▶ **WHAT YOU NEED TO DO**:
Rewrite the records below, replacing "vision system" with "detection tool" everywhere it appears and keeping everything else the same.

▶ **LISTING**:
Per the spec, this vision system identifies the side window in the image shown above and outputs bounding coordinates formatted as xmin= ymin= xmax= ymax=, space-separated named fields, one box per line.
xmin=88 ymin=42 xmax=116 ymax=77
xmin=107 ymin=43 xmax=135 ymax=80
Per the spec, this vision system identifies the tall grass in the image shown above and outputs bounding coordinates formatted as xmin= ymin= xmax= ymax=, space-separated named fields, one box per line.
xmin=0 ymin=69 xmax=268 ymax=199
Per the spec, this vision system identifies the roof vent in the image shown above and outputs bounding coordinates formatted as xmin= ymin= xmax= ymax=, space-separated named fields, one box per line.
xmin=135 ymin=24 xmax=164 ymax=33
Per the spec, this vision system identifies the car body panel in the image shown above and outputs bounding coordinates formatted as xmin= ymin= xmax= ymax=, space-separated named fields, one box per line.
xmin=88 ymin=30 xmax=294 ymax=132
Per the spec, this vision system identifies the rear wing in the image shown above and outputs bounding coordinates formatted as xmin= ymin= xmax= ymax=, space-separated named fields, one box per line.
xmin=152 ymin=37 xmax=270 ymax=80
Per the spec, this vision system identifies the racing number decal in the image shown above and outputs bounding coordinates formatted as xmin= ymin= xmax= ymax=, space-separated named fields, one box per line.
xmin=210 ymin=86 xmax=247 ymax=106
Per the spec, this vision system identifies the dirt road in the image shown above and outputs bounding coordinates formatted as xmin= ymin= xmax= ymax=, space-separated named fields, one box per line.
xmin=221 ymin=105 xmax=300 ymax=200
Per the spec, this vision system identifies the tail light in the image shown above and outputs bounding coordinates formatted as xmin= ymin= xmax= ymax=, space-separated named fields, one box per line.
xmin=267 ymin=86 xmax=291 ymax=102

▶ **WRITTEN SOLUTION**:
Per the spec, this detection tool identifies the side window in the image shown above and outputs bounding coordinates formatted as xmin= ymin= xmax= ymax=, space-separated named fields, one box per line.
xmin=88 ymin=42 xmax=116 ymax=77
xmin=107 ymin=43 xmax=135 ymax=80
Per the spec, this detection tool identifies the tall grass in the image shown above and outputs bounding coordinates formatted as xmin= ymin= xmax= ymax=, space-separated named fields, one box per line.
xmin=0 ymin=69 xmax=268 ymax=199
Per the spec, this detection tool identifies the roof vent in the image shown above and outputs bounding coordinates formatted as xmin= ymin= xmax= ymax=, space-separated named fields, one box per line.
xmin=135 ymin=24 xmax=164 ymax=33
Per the spec, this detection tool identifies the car body panel in the image shown above and outputs bounding coordinates formatted as xmin= ymin= xmax= ymax=, space-separated named fields, one box per line.
xmin=88 ymin=30 xmax=294 ymax=132
Per the spec, this detection tool identifies the rear wing in the image shown above and outputs bounding coordinates formatted as xmin= ymin= xmax= ymax=, space-separated named fields, one box per line.
xmin=152 ymin=37 xmax=270 ymax=80
Per the spec, this detection tool identifies the racing number decal in the image shown above and outputs bounding coordinates formatted as xmin= ymin= xmax= ymax=, space-separated named fields, one box per line.
xmin=210 ymin=86 xmax=247 ymax=106
Per the spec, this detection tool identifies the dirt road in the image shown above and outputs bounding coordinates formatted as xmin= ymin= xmax= ymax=, space-separated named fields, one box per line.
xmin=221 ymin=105 xmax=300 ymax=200
Per the spec, this detection tool identifies the tail light in the image shown above and outputs bounding coordinates formatted as xmin= ymin= xmax= ymax=, space-separated named fields, one box per line.
xmin=267 ymin=86 xmax=291 ymax=102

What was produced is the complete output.